* Instructions for the task *
Extend the reading text below, a reflection on how God knows every need and struggle, with several sentences that pick up after its final line.

* Reading text *
==========
I find it such a comfort just to know that God knows.
He knows all of my personal frustrations, difficulties, weaknesses and needs.
He knows my strengths and my efforts to please Him.
He knows my desires.
He knows my situation and He knows me better than I know myself.
When life is busier than I can keep up with and I try to slow it down, but instead it gets crazier, He knows. I don't need to try to make Him understand.
When I am having a difficult day and one thing after another is going wrong, He knows. He sees everything that happens in my day.
When I wake up early so I can start the day with quiet time alone with Him and instead I have to care for my children's needs, God knows. He saw what happened.
When I am frustrated because of my tiredness and physical limitations when I want to be busy, He knows. He sees my desires and also my limitations. He doesn't judge me for not being able to do all I want to do.
When I am stressed out by the time I drop my children off at school, He knows. He saw the difficult behavior and all the stresses.
When I have many needs, He knows. He knows what I need before I even ask.
==========
* Available data *

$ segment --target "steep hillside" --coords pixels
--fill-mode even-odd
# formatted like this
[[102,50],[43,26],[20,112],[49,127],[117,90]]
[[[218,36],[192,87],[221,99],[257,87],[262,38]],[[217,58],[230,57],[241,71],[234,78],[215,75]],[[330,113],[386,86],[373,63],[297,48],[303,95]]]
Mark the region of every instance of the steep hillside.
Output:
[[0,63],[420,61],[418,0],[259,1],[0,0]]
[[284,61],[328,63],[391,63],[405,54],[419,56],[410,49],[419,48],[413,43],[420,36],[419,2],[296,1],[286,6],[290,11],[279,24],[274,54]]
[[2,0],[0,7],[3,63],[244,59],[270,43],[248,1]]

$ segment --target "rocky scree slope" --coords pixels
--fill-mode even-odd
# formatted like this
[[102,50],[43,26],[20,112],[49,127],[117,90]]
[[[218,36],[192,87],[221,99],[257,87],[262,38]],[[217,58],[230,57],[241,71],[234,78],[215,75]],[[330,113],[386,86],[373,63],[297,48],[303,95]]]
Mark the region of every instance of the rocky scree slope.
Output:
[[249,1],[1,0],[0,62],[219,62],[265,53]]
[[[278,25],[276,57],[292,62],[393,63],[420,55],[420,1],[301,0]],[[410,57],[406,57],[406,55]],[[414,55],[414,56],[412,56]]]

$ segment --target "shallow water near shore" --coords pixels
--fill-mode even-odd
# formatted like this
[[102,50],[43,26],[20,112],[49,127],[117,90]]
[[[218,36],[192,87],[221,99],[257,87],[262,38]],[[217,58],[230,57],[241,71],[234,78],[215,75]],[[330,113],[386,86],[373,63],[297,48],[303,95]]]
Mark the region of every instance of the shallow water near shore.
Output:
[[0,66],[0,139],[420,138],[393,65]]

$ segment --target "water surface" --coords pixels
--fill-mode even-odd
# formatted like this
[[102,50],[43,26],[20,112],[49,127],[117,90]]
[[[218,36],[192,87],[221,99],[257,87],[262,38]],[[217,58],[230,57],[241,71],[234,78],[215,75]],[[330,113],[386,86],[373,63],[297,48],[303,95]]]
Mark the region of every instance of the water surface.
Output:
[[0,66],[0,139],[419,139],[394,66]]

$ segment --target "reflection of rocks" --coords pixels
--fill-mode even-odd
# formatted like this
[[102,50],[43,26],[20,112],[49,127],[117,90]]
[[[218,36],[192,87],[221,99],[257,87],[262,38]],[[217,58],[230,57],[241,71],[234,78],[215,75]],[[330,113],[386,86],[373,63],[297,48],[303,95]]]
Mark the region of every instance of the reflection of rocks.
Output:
==========
* Response to the task *
Before Lydia was born, I was a little concerned about what would happen to our other children when she was born. We knew she might need to be in hospital for a while. Thankfully we didn't know how long or I would have been completely overwhelmed (10 weeks)! My parents had said they would take the children, but my dad needed a knee replacement sometime then too! While I was thinking about this, the verse came to my mind "...your heavenly Father knoweth that ye have need of all these things." Matthew 6:32b When you're in hospital with one child, care for your other children is a definite need. But it really struck me that God knew that our children would need looking after and that He would provide. And He did.
And yet so often I forget this fact. When I pray I find myself trying to explain the whole situation as if He has no clue what I'm talking about. I try to convince Him that I need His help! I forget He knows. He wants us to bring all our troubles and cares to Him even though He already knows, but it really helps to know that He knows and that He understands.